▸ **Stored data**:
-- Opening Marker --
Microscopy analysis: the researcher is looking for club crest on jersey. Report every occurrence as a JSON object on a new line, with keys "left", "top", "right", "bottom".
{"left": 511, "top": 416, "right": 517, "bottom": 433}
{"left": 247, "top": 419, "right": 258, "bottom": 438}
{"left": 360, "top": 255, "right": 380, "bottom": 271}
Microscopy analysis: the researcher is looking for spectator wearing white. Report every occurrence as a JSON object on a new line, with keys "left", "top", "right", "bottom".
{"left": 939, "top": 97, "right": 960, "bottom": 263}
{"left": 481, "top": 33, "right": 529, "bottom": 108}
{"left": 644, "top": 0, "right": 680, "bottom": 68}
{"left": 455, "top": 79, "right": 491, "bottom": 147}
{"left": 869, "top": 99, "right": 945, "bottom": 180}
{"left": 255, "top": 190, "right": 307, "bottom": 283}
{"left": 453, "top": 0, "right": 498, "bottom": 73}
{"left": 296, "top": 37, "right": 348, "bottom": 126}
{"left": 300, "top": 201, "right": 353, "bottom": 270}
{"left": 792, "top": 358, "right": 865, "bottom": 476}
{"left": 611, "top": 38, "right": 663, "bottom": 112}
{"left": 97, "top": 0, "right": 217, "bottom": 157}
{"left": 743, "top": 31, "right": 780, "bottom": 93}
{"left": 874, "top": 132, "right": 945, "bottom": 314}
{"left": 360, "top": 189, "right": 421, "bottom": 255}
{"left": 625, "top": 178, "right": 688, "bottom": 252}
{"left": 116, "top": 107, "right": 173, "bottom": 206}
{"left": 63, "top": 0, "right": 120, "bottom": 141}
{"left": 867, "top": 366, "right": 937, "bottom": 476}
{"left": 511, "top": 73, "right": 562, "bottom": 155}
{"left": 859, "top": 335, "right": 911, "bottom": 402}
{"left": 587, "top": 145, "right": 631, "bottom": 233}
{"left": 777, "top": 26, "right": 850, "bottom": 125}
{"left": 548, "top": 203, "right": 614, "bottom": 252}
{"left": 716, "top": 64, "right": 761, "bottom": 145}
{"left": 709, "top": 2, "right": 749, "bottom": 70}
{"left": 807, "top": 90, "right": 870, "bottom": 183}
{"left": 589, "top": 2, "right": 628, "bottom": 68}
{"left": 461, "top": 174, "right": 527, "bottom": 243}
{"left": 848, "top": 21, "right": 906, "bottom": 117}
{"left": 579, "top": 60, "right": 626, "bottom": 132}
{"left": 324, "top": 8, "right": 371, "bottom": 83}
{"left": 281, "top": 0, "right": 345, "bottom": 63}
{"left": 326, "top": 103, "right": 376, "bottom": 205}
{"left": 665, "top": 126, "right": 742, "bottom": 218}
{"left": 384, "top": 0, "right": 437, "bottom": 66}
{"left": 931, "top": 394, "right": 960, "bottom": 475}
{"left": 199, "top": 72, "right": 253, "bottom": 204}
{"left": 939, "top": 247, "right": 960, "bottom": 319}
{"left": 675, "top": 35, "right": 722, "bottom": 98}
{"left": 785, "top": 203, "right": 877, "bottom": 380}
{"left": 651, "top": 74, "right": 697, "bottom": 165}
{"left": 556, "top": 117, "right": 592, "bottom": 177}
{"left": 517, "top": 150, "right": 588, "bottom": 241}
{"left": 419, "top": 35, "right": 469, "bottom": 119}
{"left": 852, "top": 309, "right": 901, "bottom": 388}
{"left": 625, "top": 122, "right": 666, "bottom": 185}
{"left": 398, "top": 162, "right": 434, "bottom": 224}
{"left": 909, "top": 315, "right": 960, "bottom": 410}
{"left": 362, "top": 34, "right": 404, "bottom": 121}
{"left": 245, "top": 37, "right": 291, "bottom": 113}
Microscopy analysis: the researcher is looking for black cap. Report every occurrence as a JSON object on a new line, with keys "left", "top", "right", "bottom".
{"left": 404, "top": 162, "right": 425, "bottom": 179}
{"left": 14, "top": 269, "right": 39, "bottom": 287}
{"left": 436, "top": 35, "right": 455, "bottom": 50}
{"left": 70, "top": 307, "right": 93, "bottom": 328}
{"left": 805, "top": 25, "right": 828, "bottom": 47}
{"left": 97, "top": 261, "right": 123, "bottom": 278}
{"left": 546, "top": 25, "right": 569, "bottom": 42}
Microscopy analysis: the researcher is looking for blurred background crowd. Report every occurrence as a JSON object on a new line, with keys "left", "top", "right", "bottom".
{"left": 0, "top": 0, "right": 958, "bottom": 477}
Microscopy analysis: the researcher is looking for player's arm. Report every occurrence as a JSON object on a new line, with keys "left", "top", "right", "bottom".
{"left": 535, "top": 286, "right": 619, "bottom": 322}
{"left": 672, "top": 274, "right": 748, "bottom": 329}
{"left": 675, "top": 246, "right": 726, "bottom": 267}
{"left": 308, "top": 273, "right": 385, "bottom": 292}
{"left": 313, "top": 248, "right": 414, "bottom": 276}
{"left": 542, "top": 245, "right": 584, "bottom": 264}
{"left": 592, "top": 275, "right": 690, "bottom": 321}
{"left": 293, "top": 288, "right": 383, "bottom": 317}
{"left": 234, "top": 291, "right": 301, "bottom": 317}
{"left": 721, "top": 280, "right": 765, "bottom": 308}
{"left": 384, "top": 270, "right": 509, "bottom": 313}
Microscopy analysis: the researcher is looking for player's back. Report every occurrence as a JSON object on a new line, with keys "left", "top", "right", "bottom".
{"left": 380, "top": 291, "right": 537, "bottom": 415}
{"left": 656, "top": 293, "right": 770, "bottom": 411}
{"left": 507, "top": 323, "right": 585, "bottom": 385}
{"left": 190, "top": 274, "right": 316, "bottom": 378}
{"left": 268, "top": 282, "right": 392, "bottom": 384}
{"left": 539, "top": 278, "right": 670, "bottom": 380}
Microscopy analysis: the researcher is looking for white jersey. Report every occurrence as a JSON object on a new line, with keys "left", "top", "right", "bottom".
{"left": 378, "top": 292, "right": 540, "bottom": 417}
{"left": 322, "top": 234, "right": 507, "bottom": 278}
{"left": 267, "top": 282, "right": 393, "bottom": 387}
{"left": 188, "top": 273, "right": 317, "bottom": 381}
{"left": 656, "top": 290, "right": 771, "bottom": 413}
-- Closing Marker --
▸ **Requirement**: Every entry above should be written out again, precisely.

▸ **Output below**:
Microscopy analysis: the researcher is looking for club crest on jersey. Report every occurrence as a JSON object on a new line, with keys "left", "top", "right", "bottom".
{"left": 511, "top": 416, "right": 517, "bottom": 433}
{"left": 247, "top": 419, "right": 258, "bottom": 438}
{"left": 360, "top": 255, "right": 380, "bottom": 271}
Microscopy analysis: the researcher is looking for spectator wearing white. Report every occurrence as a JSON object on a new line, with keys "left", "top", "right", "bottom".
{"left": 939, "top": 97, "right": 960, "bottom": 263}
{"left": 481, "top": 33, "right": 529, "bottom": 108}
{"left": 644, "top": 0, "right": 680, "bottom": 68}
{"left": 455, "top": 79, "right": 491, "bottom": 147}
{"left": 869, "top": 99, "right": 945, "bottom": 180}
{"left": 255, "top": 190, "right": 307, "bottom": 283}
{"left": 453, "top": 0, "right": 498, "bottom": 73}
{"left": 296, "top": 37, "right": 348, "bottom": 126}
{"left": 300, "top": 201, "right": 353, "bottom": 270}
{"left": 792, "top": 358, "right": 865, "bottom": 476}
{"left": 611, "top": 38, "right": 663, "bottom": 112}
{"left": 97, "top": 0, "right": 217, "bottom": 157}
{"left": 743, "top": 31, "right": 780, "bottom": 93}
{"left": 874, "top": 132, "right": 945, "bottom": 314}
{"left": 360, "top": 189, "right": 421, "bottom": 255}
{"left": 625, "top": 178, "right": 688, "bottom": 252}
{"left": 116, "top": 107, "right": 173, "bottom": 206}
{"left": 63, "top": 0, "right": 120, "bottom": 141}
{"left": 867, "top": 366, "right": 937, "bottom": 476}
{"left": 511, "top": 73, "right": 562, "bottom": 155}
{"left": 859, "top": 335, "right": 911, "bottom": 402}
{"left": 587, "top": 145, "right": 631, "bottom": 233}
{"left": 777, "top": 26, "right": 850, "bottom": 125}
{"left": 548, "top": 203, "right": 614, "bottom": 252}
{"left": 716, "top": 64, "right": 761, "bottom": 145}
{"left": 709, "top": 2, "right": 749, "bottom": 70}
{"left": 807, "top": 90, "right": 870, "bottom": 183}
{"left": 589, "top": 2, "right": 628, "bottom": 68}
{"left": 461, "top": 174, "right": 527, "bottom": 243}
{"left": 848, "top": 21, "right": 906, "bottom": 117}
{"left": 579, "top": 60, "right": 626, "bottom": 132}
{"left": 324, "top": 8, "right": 371, "bottom": 83}
{"left": 281, "top": 0, "right": 345, "bottom": 63}
{"left": 326, "top": 103, "right": 376, "bottom": 205}
{"left": 665, "top": 126, "right": 742, "bottom": 218}
{"left": 384, "top": 0, "right": 437, "bottom": 66}
{"left": 931, "top": 394, "right": 960, "bottom": 475}
{"left": 199, "top": 72, "right": 253, "bottom": 204}
{"left": 939, "top": 247, "right": 960, "bottom": 319}
{"left": 675, "top": 35, "right": 722, "bottom": 98}
{"left": 785, "top": 203, "right": 877, "bottom": 380}
{"left": 651, "top": 74, "right": 697, "bottom": 165}
{"left": 556, "top": 117, "right": 592, "bottom": 177}
{"left": 517, "top": 150, "right": 588, "bottom": 241}
{"left": 419, "top": 35, "right": 469, "bottom": 119}
{"left": 852, "top": 309, "right": 901, "bottom": 388}
{"left": 625, "top": 122, "right": 666, "bottom": 185}
{"left": 398, "top": 162, "right": 434, "bottom": 224}
{"left": 909, "top": 315, "right": 960, "bottom": 410}
{"left": 362, "top": 34, "right": 404, "bottom": 121}
{"left": 245, "top": 37, "right": 291, "bottom": 113}
Microscopy analysis: the researcher is looking for black cap. Report every occurrence as a JSON object on a new line, with keys "left", "top", "right", "bottom".
{"left": 404, "top": 162, "right": 425, "bottom": 179}
{"left": 14, "top": 269, "right": 39, "bottom": 287}
{"left": 436, "top": 35, "right": 455, "bottom": 50}
{"left": 70, "top": 307, "right": 93, "bottom": 328}
{"left": 805, "top": 25, "right": 828, "bottom": 47}
{"left": 97, "top": 261, "right": 123, "bottom": 278}
{"left": 546, "top": 25, "right": 569, "bottom": 42}
Microscopy analysis: the researcher is looking for blurred background crowd. Report every occurrence as a JSON object on a new line, with keys "left", "top", "right", "bottom".
{"left": 0, "top": 0, "right": 958, "bottom": 477}
Microscopy analysis: the researcher is looking for player's arm. Report every occurrence as a JSON object on a new line, with keys "left", "top", "right", "bottom".
{"left": 535, "top": 286, "right": 619, "bottom": 322}
{"left": 672, "top": 274, "right": 748, "bottom": 329}
{"left": 675, "top": 246, "right": 726, "bottom": 267}
{"left": 308, "top": 273, "right": 385, "bottom": 292}
{"left": 313, "top": 248, "right": 414, "bottom": 276}
{"left": 542, "top": 245, "right": 584, "bottom": 264}
{"left": 592, "top": 275, "right": 690, "bottom": 321}
{"left": 293, "top": 288, "right": 383, "bottom": 317}
{"left": 234, "top": 291, "right": 301, "bottom": 317}
{"left": 721, "top": 280, "right": 765, "bottom": 308}
{"left": 384, "top": 270, "right": 509, "bottom": 313}
Microscopy analysis: the researcher is looking for player's back. Report every occurrence as a JSON object on a new line, with keys "left", "top", "right", "bottom".
{"left": 380, "top": 291, "right": 537, "bottom": 415}
{"left": 656, "top": 293, "right": 770, "bottom": 411}
{"left": 507, "top": 323, "right": 585, "bottom": 385}
{"left": 190, "top": 274, "right": 316, "bottom": 378}
{"left": 268, "top": 282, "right": 392, "bottom": 384}
{"left": 539, "top": 278, "right": 670, "bottom": 380}
Microscopy analysis: the researcher is looking for white jersey. Report every occurrence as a JSON object on a new line, with keys "left", "top", "right", "bottom".
{"left": 378, "top": 292, "right": 540, "bottom": 417}
{"left": 322, "top": 234, "right": 507, "bottom": 278}
{"left": 267, "top": 282, "right": 393, "bottom": 387}
{"left": 188, "top": 273, "right": 317, "bottom": 381}
{"left": 656, "top": 290, "right": 771, "bottom": 413}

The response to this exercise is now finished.